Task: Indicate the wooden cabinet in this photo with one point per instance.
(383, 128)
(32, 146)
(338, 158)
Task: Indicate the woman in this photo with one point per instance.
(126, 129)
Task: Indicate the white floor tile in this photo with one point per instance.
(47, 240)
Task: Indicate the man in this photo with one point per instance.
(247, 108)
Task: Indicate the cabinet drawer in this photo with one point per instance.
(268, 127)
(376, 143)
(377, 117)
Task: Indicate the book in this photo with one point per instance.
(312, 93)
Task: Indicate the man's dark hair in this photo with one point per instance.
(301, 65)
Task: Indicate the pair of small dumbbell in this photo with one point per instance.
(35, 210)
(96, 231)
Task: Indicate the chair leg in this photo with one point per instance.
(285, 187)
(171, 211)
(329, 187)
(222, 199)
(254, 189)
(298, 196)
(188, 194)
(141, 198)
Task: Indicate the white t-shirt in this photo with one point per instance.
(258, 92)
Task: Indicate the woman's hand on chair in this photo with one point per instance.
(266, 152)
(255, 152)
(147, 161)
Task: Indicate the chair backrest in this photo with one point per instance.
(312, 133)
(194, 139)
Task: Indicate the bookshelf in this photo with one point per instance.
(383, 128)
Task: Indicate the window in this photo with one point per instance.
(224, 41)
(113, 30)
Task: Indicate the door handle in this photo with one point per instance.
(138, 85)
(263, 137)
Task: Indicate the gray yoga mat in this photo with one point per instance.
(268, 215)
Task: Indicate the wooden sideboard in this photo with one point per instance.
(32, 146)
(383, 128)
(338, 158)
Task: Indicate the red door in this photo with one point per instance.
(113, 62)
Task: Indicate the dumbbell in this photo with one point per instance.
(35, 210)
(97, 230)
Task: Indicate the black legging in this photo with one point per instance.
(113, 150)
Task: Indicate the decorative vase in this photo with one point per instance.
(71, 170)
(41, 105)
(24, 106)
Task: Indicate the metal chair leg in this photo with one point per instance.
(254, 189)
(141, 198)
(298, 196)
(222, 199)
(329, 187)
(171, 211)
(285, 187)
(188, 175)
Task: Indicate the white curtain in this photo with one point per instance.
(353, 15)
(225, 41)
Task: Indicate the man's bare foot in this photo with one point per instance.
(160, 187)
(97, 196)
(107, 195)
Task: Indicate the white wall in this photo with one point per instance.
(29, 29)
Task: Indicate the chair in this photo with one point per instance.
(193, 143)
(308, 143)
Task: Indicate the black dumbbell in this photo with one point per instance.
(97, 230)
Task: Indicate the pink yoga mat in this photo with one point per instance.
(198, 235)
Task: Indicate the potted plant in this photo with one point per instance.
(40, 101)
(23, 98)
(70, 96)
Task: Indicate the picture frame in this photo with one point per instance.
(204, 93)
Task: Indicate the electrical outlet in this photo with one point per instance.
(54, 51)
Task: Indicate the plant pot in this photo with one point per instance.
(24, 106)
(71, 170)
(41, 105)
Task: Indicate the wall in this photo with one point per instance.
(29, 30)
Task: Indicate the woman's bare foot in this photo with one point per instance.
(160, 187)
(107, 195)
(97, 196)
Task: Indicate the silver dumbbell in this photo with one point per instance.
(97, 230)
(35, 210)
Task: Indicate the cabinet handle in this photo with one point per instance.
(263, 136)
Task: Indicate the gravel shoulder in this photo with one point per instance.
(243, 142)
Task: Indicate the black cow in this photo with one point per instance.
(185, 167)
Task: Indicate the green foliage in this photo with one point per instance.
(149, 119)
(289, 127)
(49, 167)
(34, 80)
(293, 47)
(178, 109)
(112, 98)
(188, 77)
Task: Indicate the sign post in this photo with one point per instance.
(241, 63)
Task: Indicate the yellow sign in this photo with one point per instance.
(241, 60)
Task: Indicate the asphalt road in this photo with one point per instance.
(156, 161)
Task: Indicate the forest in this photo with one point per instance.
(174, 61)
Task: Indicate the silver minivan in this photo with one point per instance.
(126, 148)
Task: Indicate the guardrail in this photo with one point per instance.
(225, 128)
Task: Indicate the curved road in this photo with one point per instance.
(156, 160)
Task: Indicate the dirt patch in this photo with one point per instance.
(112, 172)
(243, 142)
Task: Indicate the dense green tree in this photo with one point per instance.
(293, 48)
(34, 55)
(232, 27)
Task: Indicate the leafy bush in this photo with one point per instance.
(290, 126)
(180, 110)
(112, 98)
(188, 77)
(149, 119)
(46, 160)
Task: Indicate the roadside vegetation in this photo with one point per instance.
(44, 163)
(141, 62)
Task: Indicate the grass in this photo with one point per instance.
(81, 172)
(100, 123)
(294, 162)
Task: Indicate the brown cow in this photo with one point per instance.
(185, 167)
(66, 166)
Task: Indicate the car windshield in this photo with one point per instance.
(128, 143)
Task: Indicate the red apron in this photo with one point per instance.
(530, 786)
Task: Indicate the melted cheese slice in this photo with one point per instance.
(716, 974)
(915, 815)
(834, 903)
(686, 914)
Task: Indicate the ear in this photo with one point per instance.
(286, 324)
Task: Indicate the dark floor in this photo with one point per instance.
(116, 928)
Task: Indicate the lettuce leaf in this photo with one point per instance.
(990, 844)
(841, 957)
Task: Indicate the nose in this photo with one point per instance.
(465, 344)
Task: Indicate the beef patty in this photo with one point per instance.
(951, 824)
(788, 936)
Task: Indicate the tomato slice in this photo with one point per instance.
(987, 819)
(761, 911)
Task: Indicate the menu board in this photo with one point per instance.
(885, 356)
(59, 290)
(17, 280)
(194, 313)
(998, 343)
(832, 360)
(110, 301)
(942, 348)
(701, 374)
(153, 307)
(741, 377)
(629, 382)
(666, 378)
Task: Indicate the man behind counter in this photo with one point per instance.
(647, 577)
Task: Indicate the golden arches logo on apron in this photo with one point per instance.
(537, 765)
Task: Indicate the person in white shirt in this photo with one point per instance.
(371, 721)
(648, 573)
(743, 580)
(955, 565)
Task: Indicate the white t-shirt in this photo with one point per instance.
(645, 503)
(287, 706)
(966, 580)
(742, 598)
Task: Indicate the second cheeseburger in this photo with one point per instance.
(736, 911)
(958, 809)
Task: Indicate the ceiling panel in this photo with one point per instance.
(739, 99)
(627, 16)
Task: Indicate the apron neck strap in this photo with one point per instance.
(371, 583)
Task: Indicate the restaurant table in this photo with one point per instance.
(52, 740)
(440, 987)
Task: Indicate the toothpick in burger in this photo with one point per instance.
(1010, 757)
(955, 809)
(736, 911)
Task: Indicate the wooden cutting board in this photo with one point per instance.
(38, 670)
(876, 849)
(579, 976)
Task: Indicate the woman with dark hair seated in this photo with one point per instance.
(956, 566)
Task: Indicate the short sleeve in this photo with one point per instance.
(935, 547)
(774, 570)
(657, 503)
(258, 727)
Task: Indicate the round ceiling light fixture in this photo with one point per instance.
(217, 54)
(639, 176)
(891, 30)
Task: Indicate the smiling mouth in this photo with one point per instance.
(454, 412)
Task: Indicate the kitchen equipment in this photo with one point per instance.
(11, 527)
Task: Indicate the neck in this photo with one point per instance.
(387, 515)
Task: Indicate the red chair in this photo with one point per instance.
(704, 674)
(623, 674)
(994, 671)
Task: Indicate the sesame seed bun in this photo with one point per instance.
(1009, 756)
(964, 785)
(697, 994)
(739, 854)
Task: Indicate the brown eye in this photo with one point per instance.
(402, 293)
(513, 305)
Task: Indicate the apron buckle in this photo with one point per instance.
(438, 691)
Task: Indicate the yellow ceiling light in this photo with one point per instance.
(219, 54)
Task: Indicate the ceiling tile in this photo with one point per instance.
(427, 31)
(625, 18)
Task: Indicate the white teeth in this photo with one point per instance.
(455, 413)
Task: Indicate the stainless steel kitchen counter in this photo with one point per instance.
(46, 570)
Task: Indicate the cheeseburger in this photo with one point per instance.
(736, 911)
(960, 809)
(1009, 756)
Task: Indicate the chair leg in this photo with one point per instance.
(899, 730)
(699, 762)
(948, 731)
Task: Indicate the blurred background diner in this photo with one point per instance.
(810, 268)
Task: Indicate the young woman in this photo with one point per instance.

§ **DIRECTION**:
Return exactly the lines from the line bearing "Task: Indicate the kitchen" to the end of the records, inclusive of both; include no other lines.

§ **WRITTEN SOLUTION**:
Task: Indicate the kitchen equipment in this photo with one point per instance.
(11, 527)
Task: Indicate the neck in this photo with one point per instance.
(387, 515)
Task: Indicate the red chair in this photo with one point per instance.
(704, 674)
(623, 674)
(994, 671)
Task: Indicate the sesame seed bun in this photo with one point per instance.
(1009, 756)
(964, 785)
(697, 994)
(739, 854)
Task: Indicate the brown eye in this photo with one point per instance.
(402, 293)
(513, 305)
Task: Indicate the apron buckle in this photo with one point per instance.
(438, 691)
Task: Indicate the yellow ceiling light in this photo with one point per instance.
(219, 54)
Task: Indicate the ceiling tile in this photo with one point per instance.
(427, 31)
(625, 18)
Task: Indicate the white teeth in this photo with one point per instance.
(455, 413)
Task: Indicate the stainless steel kitchen counter in this photo with one point per instance.
(46, 570)
Task: Indicate the cheeseburger in this photo with one point per instance.
(736, 911)
(960, 809)
(1009, 756)
Task: Indicate the chair leg in this photo with one point per instance.
(899, 730)
(699, 762)
(948, 731)
Task: Indicate the blurred background diner in this photo with one point per instance.
(810, 268)
Task: Indicate the young woman in this photo with one point per instance.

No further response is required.